◆ Study text ◆
◆ ◆ ◆ ◆

Postby Koa » Tue Jan 06, 2015 6:59 pm UTC

I forgot to link the wikipedia page on games released this year. Not even close to a complete list but it's useful in case people forgot some of the major releases.

Mishrak wrote:Wasteland 2:

I wanted to write something about this game but I haven't played it enough either to have a good understanding of what it has to offer. I like the combat, but it's such a slog to get through an area. Supposedly in the second map (second half of the game) the storytelling picks up a lot and there's more interesting things going on.

Even looting stuff is so draining. Come across a locked door, check the door and find it's trapped, select your demolitions character, select the demolition skill and use it on the door to disarm the trap, select your lockpick, select the lockpick skill and use it on the door, open the door, find a locked safe inside, select your safecracker, use safecracking on the safe, open the safe, and finally find some underwhelming randomly generated loot. Repeat ad infinitum. Combat is pretty much the same. Run into 10 enemies, spend 10 minutes killing them, walk forward, run into 10 more enemies, on and on.

After a few hours you might find something kind of amusing like the hobo code thing, or see how the quest resolves itself. I just find it very difficult to keep coming back to the game despite the fact that I kind of like it. It's too much of a time commitment. If you save scum the bad skill checks you'll be stuck in a level forever.

Izawwlgood wrote:
Koa wrote:NEO Scavenger
This seemed really interesting, and I think I'll check it out now.

I've done about 20 runs or more by now, longest life was 10 days when some armed city guards approached me to have a chat. After I said farewell and started to walk off into the woods, they followed me and killed me. I would like to think they found me too enticing. I had a shopping cart full of cooked food and various supplies, along with several bottles of alcohol, caffeine, medicine, and a couple pieces of high tech equipment.

◆ ◆ ◆ ◆

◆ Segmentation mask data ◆
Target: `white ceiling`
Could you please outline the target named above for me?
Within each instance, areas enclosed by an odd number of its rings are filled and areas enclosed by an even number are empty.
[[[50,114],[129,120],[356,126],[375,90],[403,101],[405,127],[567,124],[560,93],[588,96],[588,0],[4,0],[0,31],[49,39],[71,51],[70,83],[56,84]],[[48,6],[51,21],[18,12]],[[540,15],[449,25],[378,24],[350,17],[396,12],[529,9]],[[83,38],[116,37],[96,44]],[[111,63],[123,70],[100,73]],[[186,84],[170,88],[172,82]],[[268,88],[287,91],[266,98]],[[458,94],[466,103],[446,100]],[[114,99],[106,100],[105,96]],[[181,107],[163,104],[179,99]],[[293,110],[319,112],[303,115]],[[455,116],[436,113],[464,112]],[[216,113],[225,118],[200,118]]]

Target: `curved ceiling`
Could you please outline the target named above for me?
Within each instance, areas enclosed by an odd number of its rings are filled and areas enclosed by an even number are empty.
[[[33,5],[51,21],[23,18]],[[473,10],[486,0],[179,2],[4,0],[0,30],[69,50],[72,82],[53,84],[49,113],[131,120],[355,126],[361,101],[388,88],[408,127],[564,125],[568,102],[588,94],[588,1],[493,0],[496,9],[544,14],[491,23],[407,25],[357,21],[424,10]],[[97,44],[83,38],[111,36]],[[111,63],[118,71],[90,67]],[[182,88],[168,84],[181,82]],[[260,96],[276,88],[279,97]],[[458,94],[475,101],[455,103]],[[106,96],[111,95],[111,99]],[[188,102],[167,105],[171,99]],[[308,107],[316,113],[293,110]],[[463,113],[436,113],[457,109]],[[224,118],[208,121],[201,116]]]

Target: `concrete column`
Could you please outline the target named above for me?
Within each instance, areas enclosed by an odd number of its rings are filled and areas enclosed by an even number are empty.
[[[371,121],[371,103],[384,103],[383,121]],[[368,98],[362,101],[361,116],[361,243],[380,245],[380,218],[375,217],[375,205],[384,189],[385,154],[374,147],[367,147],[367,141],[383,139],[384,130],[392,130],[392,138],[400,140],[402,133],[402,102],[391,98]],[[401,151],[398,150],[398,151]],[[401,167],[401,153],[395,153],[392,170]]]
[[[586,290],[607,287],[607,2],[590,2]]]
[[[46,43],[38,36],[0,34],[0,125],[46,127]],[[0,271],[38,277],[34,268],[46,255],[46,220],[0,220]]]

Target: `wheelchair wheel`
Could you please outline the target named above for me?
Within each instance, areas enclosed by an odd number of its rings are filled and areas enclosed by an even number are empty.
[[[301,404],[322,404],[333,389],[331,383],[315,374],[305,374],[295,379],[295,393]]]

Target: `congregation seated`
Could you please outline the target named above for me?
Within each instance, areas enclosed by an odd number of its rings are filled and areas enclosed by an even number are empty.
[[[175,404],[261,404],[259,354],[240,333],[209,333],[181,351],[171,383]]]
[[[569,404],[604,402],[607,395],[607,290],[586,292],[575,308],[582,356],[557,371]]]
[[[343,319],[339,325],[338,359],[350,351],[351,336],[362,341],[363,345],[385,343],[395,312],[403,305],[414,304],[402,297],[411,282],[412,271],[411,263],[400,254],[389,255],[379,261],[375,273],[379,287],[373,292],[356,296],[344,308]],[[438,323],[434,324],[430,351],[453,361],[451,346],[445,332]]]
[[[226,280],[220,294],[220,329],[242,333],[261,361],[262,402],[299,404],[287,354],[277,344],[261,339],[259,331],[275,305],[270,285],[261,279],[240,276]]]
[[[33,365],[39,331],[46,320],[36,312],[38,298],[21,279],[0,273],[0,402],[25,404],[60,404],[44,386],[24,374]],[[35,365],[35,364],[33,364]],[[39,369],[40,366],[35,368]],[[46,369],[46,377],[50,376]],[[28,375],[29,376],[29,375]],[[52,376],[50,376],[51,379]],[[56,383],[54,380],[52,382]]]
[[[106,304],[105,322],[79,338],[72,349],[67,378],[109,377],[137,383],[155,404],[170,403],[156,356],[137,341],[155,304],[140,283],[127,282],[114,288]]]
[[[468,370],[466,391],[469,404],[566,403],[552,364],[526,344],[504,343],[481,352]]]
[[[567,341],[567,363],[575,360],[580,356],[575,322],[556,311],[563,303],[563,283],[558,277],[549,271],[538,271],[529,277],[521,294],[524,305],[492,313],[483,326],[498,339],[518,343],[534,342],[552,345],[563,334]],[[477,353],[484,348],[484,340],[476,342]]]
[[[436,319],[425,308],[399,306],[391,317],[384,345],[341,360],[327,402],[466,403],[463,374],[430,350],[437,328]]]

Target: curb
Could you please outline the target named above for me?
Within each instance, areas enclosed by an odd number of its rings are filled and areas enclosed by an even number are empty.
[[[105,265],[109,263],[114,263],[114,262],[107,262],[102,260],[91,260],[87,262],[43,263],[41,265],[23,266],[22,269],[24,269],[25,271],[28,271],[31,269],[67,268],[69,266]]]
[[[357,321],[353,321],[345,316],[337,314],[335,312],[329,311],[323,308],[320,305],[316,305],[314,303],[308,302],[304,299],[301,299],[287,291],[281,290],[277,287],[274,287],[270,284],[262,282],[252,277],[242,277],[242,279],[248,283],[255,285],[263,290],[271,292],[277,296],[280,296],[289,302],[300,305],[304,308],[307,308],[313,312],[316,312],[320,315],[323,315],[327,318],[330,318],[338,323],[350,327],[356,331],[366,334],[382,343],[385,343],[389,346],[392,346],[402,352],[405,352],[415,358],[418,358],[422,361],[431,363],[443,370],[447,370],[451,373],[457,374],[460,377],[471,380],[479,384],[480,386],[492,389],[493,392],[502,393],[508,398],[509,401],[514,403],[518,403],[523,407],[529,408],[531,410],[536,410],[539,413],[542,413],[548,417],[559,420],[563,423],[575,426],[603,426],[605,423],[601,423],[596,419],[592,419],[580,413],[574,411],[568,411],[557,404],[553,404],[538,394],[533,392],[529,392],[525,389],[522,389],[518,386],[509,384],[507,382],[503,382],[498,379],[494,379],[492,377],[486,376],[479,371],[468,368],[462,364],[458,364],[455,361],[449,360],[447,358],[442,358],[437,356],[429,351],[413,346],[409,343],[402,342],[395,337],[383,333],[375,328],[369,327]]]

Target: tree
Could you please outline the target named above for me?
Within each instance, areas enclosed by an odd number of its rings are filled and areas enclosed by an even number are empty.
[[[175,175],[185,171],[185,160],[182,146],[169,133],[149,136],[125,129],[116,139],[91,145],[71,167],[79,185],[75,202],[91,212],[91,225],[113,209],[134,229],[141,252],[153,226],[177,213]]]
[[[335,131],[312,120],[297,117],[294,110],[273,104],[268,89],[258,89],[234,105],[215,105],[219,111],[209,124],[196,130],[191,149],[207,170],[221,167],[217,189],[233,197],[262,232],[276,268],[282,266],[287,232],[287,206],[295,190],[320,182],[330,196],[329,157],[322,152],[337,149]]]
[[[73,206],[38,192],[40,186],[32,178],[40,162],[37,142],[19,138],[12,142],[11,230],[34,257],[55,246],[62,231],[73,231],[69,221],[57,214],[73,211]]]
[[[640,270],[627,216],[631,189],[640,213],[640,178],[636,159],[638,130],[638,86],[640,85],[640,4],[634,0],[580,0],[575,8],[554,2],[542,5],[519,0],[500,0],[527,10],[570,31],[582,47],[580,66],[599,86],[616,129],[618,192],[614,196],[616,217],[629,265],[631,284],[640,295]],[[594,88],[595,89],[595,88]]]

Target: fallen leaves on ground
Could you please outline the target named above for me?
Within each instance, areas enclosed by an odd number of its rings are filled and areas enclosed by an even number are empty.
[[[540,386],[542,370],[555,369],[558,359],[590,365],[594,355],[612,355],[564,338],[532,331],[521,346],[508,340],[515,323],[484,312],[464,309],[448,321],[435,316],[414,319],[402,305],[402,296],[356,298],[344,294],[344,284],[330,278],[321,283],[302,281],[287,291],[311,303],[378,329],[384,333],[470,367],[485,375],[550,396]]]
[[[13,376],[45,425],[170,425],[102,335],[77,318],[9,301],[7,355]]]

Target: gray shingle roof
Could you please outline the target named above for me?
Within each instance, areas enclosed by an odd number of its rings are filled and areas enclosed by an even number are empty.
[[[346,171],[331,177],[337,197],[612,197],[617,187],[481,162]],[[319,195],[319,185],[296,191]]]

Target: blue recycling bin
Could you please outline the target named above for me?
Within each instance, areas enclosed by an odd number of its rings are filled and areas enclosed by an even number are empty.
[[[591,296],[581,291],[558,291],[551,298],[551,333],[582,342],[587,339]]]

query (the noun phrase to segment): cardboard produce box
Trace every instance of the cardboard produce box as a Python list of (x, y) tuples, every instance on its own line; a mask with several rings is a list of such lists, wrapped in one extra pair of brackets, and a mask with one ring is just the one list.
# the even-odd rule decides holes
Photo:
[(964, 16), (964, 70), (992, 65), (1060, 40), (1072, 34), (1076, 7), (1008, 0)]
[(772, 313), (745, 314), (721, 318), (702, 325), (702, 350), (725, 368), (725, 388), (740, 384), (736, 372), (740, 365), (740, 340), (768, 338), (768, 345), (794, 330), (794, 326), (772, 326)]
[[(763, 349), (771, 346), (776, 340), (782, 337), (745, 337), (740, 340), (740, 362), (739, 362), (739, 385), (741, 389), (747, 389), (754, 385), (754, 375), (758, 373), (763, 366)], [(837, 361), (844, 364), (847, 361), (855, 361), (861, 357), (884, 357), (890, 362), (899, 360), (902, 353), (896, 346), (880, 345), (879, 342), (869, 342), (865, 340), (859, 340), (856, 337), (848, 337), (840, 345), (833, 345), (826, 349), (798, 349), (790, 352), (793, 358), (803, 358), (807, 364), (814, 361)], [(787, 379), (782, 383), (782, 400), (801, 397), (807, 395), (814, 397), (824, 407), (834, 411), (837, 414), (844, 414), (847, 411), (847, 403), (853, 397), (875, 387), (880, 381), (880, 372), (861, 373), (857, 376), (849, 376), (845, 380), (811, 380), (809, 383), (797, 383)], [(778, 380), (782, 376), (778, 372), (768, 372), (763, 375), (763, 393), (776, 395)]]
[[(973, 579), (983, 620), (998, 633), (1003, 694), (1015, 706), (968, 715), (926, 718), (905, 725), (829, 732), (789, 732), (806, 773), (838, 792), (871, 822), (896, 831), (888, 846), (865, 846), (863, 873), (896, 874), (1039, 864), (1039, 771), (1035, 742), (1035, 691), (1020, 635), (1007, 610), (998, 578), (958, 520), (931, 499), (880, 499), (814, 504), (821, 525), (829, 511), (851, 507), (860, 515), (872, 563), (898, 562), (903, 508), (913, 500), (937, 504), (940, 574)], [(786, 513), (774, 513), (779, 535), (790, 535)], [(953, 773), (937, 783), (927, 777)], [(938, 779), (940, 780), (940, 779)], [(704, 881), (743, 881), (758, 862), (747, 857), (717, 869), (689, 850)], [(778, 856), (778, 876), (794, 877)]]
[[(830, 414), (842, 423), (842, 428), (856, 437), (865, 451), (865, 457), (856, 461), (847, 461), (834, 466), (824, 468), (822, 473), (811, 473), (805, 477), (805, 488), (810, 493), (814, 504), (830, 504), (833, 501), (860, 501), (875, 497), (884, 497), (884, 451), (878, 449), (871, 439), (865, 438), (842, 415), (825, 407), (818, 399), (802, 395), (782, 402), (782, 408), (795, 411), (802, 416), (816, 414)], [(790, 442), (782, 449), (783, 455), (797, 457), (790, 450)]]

◆ ◆ ◆ ◆

◆ Exercises to complete ◆
1 - In the forum post about games, why does the writer of the Wasteland 2 comments find it hard to keep coming back to the game despite kind of liking it? Answer in one to three sentences.
2 - Resume the forum post about games from the point where it stops.

◆ Answers in order ◆
1 - The game is too much of a time commitment. Getting through an area is a slog: looting means a long chain of selecting characters and skills for underwhelming loot, and combat keeps repeating the same cycle of running into enemies and spending minutes killing them.

2 -
The run before that I was doing alright as an archer crafting my own bow and arrows. I was starting to get hungry just before the sun was about to rise, so I went into a nearby forest to go squirrel hunting. I end up in an encounter, but I didn't expect anything of it and continued to scan the area. It was still too early to be able to see well. The next thing I know a werewolf lunges at me and tackles me to the ground. I desperately try to crawl away from it and shoot off a barrage of arrows. They connect and stun him, but only for a moment. We both recover and I try to fire off one more arrow at him as he closes the distance again. The arrow merely grazes him. The rest is gruesome. The sun rose shortly thereafter.

The one before that I was sleeping in an abandoned city, and I kept waking up to another survivor stealing from me. I let him go the first time, but when he came back the second I chased him down. I ended up tripping, and he turned around thinking he had the upper hand, but by then I was already on my feet and he had no chance. He cuts my arm with a bottle and I mauled him with a monkey wrench. He was desperately trying to retreat but I kept slowly following him while he continued to bleed out. Eventually I caught up and executed him. I was pretty battered from previous wounds and exhausted so I tried to dip out into some nearby woods. Since I thought it was still kind of dangerous in the area I choose to rest for a bit rather than sleep. Unfortunately, I had so much blood loss that I passed out. Next thing I know there's a pack of wolves on me and they made quick work of me.

It's pretty difficult. I'm not sure how much of the game I've seen but there's a few interesting events and quest lines. The writing is pretty good, not that there's too much of it. I find it interesting how biased it is. It doesn't hesitate to tell you how you think something is a trap, and how much that pisses you off.